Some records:
start

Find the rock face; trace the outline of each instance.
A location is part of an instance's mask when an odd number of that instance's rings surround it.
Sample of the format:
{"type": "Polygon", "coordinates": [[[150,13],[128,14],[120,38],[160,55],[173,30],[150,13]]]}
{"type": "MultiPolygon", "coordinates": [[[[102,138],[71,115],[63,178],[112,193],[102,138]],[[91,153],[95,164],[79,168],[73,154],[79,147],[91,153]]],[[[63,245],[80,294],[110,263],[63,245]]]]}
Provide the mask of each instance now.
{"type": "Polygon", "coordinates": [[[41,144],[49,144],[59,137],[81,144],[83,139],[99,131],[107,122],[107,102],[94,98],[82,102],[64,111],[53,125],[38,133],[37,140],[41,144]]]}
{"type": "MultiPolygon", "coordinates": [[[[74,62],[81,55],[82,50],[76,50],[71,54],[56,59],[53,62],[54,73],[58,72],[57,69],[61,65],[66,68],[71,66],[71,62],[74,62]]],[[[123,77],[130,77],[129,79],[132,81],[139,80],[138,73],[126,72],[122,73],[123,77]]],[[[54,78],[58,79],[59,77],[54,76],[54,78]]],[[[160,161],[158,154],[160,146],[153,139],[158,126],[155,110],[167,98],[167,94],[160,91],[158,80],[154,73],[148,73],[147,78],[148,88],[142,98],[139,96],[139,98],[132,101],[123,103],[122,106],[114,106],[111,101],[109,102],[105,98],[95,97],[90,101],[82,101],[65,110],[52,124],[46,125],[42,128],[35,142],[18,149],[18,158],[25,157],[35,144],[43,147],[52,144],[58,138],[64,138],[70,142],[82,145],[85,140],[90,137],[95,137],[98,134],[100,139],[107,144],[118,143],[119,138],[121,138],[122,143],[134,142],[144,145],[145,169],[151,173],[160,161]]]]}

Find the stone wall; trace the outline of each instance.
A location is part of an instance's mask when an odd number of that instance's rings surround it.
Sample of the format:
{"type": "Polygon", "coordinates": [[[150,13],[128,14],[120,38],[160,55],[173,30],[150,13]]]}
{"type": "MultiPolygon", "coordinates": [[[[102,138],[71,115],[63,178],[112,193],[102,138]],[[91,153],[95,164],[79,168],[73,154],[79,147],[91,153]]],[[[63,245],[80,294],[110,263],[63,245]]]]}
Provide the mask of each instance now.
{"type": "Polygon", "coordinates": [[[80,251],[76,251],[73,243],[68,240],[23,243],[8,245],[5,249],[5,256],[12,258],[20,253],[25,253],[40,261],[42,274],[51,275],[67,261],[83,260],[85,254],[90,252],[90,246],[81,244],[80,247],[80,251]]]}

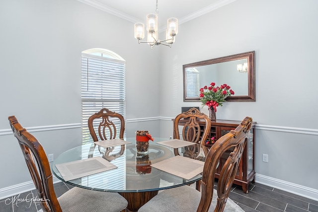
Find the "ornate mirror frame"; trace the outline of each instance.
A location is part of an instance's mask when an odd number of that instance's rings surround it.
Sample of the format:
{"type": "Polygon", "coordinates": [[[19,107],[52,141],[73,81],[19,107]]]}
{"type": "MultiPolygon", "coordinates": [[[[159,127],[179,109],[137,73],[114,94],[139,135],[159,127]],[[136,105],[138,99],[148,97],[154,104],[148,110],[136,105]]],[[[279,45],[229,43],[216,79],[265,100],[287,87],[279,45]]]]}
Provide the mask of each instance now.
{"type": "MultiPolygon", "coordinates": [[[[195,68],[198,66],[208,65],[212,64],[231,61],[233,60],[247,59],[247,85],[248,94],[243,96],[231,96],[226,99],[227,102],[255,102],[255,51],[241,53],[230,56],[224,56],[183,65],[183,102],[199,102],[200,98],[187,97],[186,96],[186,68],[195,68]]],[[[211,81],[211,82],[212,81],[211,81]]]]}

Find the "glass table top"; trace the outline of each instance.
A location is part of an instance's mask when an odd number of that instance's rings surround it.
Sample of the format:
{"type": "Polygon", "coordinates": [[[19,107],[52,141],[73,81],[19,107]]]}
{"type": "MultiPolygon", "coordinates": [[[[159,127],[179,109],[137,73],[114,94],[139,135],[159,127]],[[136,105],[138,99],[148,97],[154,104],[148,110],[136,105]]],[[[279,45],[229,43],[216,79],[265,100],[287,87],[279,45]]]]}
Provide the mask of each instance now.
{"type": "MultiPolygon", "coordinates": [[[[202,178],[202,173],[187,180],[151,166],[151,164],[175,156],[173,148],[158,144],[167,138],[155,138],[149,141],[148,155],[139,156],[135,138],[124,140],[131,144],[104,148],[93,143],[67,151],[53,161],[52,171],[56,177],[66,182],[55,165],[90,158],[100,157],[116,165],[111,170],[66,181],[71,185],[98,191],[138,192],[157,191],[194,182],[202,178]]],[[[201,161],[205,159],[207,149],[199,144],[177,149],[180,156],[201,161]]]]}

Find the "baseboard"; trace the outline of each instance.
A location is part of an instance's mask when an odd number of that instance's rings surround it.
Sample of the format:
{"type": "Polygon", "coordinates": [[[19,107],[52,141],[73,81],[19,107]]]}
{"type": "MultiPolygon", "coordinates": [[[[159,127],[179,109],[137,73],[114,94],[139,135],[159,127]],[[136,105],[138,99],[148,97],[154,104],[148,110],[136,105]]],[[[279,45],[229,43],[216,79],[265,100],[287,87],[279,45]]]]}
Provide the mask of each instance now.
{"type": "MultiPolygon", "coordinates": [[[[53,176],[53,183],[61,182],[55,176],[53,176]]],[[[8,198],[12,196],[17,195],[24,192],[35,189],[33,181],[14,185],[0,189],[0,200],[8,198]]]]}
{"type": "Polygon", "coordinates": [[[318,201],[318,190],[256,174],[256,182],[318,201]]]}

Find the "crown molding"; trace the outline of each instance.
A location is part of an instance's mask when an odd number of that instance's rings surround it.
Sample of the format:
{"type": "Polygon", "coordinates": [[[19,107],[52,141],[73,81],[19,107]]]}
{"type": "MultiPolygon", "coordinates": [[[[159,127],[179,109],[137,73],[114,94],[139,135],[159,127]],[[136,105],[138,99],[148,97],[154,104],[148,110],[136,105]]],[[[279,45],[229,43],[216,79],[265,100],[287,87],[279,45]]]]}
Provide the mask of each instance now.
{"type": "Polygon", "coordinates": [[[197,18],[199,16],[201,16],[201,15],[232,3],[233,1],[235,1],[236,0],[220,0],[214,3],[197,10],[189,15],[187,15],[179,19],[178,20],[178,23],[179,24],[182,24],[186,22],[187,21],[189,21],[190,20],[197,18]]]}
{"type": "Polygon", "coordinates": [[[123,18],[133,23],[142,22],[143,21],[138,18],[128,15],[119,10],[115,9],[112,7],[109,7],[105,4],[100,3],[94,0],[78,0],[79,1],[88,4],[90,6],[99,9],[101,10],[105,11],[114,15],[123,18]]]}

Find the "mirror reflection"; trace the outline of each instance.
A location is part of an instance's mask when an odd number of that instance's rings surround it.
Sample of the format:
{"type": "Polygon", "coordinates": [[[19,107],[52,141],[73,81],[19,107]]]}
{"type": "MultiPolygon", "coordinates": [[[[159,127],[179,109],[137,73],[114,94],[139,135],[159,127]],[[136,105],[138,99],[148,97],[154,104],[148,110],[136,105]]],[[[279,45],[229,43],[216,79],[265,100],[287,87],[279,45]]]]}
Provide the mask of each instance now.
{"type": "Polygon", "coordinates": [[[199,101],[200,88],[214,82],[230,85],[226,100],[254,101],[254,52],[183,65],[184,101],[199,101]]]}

end

▶ [SET EXERCISE] Print the complete listing exactly as it stands, without its pictures.

▶ [FULL ANSWER]
Find the rock face; trace the outline of each instance.
A location is part of an instance's mask when an odd number of that instance's rings surround it.
Sample of the format:
{"type": "Polygon", "coordinates": [[[150,13],[128,14],[120,38],[160,55],[173,30],[150,13]]]}
{"type": "MultiPolygon", "coordinates": [[[[102,138],[71,115],[63,178],[112,193],[102,138]],[[91,153],[95,164],[79,168],[73,154],[79,147],[91,153]]],[[[63,245],[80,294],[110,263],[63,245]]]]}
Provide the mask of each instance now.
{"type": "Polygon", "coordinates": [[[41,144],[49,144],[59,137],[81,144],[83,139],[99,131],[107,122],[107,102],[94,98],[82,102],[64,111],[53,125],[38,133],[37,140],[41,144]]]}
{"type": "MultiPolygon", "coordinates": [[[[74,62],[81,55],[82,50],[76,50],[71,54],[56,59],[53,62],[54,73],[58,72],[57,69],[61,65],[66,68],[71,66],[71,62],[74,62]]],[[[123,77],[130,77],[129,79],[132,81],[139,80],[138,73],[126,72],[122,73],[123,77]]],[[[54,78],[58,79],[59,77],[54,76],[54,78]]],[[[160,161],[158,154],[160,146],[153,139],[158,126],[155,110],[167,98],[167,94],[160,91],[158,80],[154,73],[148,73],[147,78],[148,88],[142,98],[139,96],[139,98],[132,101],[123,103],[122,106],[114,106],[111,101],[109,102],[105,98],[95,97],[90,101],[82,101],[65,110],[52,124],[46,125],[42,128],[35,142],[18,149],[18,158],[25,157],[35,144],[43,147],[52,144],[58,138],[64,138],[70,142],[82,145],[85,140],[90,137],[95,137],[98,134],[100,139],[107,144],[118,143],[119,138],[121,138],[122,143],[134,142],[144,145],[145,169],[151,173],[160,161]]]]}

Find the stone wall; trace the outline of each instance.
A location is part of an instance's mask when an odd number of that instance's rings surround it.
Sample of the format:
{"type": "Polygon", "coordinates": [[[150,13],[128,14],[120,38],[160,55],[173,30],[150,13]]]}
{"type": "MultiPolygon", "coordinates": [[[[102,138],[71,115],[63,178],[112,193],[102,138]],[[91,153],[95,164],[79,168],[73,154],[79,147],[91,153]]],[[[63,245],[80,294],[110,263],[63,245]]]]}
Provide the mask of each instance now.
{"type": "Polygon", "coordinates": [[[80,251],[76,251],[73,243],[68,240],[23,243],[8,245],[5,249],[5,256],[12,258],[20,253],[25,253],[40,261],[42,274],[51,275],[67,261],[83,260],[85,254],[90,252],[90,246],[81,244],[80,247],[80,251]]]}

Find the "ornate mirror frame"; trace the outline of each instance.
A location is part of an instance's mask when an odd number of that instance's rings surround it.
Sample of the format:
{"type": "Polygon", "coordinates": [[[19,107],[52,141],[73,81],[19,107]]]}
{"type": "MultiPolygon", "coordinates": [[[[159,127],[179,109],[137,73],[114,94],[139,135],[159,127]],[[136,105],[138,99],[148,97],[154,104],[148,110],[136,105]]],[[[279,45],[229,43],[216,79],[265,100],[287,87],[279,45]]]]}
Provide the mask of each instance now.
{"type": "MultiPolygon", "coordinates": [[[[195,68],[198,66],[208,65],[212,64],[231,61],[233,60],[247,59],[247,85],[248,94],[243,96],[231,96],[226,99],[227,102],[255,102],[255,51],[241,53],[230,56],[224,56],[183,65],[183,102],[199,102],[200,98],[187,97],[186,96],[186,68],[195,68]]],[[[211,81],[211,82],[212,81],[211,81]]]]}

Find the "glass table top"; trace the outline of each instance.
A location is part of an instance's mask when an odd number of that instance's rings surround it.
Sample of the format:
{"type": "Polygon", "coordinates": [[[19,107],[52,141],[73,81],[19,107]]]}
{"type": "MultiPolygon", "coordinates": [[[[159,127],[179,109],[137,73],[114,94],[139,135],[159,127]],[[136,105],[138,99],[148,97],[154,104],[148,110],[136,105]]],[[[279,45],[229,43],[216,79],[265,100],[287,87],[279,45]]]]}
Provide the mask of each instance now.
{"type": "MultiPolygon", "coordinates": [[[[202,178],[202,173],[187,180],[151,166],[151,164],[175,156],[173,148],[158,144],[167,138],[155,138],[149,141],[148,155],[139,156],[135,138],[124,140],[131,144],[104,148],[93,143],[67,151],[53,161],[52,171],[56,177],[66,182],[55,165],[90,158],[100,157],[116,165],[111,170],[66,181],[71,185],[98,191],[138,192],[157,191],[194,182],[202,178]]],[[[201,161],[205,159],[207,149],[199,144],[177,149],[180,156],[201,161]]]]}

Find the "baseboard"; trace the outline of each instance.
A location is part of an instance's mask when an odd number of that instance's rings surround it.
Sample of the format:
{"type": "Polygon", "coordinates": [[[19,107],[52,141],[73,81],[19,107]]]}
{"type": "MultiPolygon", "coordinates": [[[[159,127],[179,109],[137,73],[114,94],[139,135],[159,127]],[[136,105],[138,99],[148,97],[154,104],[148,110],[136,105]]],[[[279,45],[229,43],[216,79],[265,100],[287,87],[279,45]]]]}
Provide the mask of each instance now.
{"type": "MultiPolygon", "coordinates": [[[[53,176],[53,183],[61,182],[55,176],[53,176]]],[[[8,198],[12,196],[17,195],[24,192],[35,189],[33,181],[14,185],[0,189],[0,200],[8,198]]]]}
{"type": "Polygon", "coordinates": [[[318,201],[318,190],[256,174],[256,182],[318,201]]]}

Find the "crown molding"; trace the outline of each instance.
A location is part of an instance's mask when an odd number of that instance's rings surround it.
Sample of the format:
{"type": "Polygon", "coordinates": [[[19,107],[52,141],[73,81],[19,107]]]}
{"type": "MultiPolygon", "coordinates": [[[[159,127],[179,109],[137,73],[114,94],[139,135],[159,127]],[[136,105],[138,99],[148,97],[154,104],[148,110],[136,105]]],[[[279,45],[229,43],[216,79],[265,100],[287,87],[279,45]]]]}
Provide the mask of each instance now.
{"type": "Polygon", "coordinates": [[[197,18],[199,16],[201,16],[201,15],[232,3],[233,1],[235,1],[236,0],[220,0],[214,3],[197,10],[189,15],[187,15],[179,19],[178,20],[178,23],[179,24],[182,24],[186,22],[187,21],[189,21],[190,20],[197,18]]]}
{"type": "Polygon", "coordinates": [[[123,18],[133,23],[142,22],[143,21],[138,18],[128,15],[119,10],[115,9],[112,7],[109,7],[105,4],[100,3],[94,0],[78,0],[79,1],[88,4],[90,6],[99,9],[101,10],[105,11],[114,15],[123,18]]]}

Find the "mirror reflection"; trace the outline of each instance.
A location is part of an instance's mask when an odd number of that instance's rings surround it.
Sample of the format:
{"type": "Polygon", "coordinates": [[[19,107],[52,141],[73,81],[19,107]]]}
{"type": "MultiPolygon", "coordinates": [[[[159,127],[179,109],[137,73],[114,94],[139,135],[159,127]],[[136,105],[138,99],[148,97],[154,104],[148,110],[136,105]]],[[[279,45],[229,43],[216,79],[265,100],[287,87],[279,45]]]]}
Provide the mask of each instance now.
{"type": "Polygon", "coordinates": [[[199,101],[200,88],[214,82],[230,85],[226,100],[254,101],[254,52],[183,65],[184,101],[199,101]]]}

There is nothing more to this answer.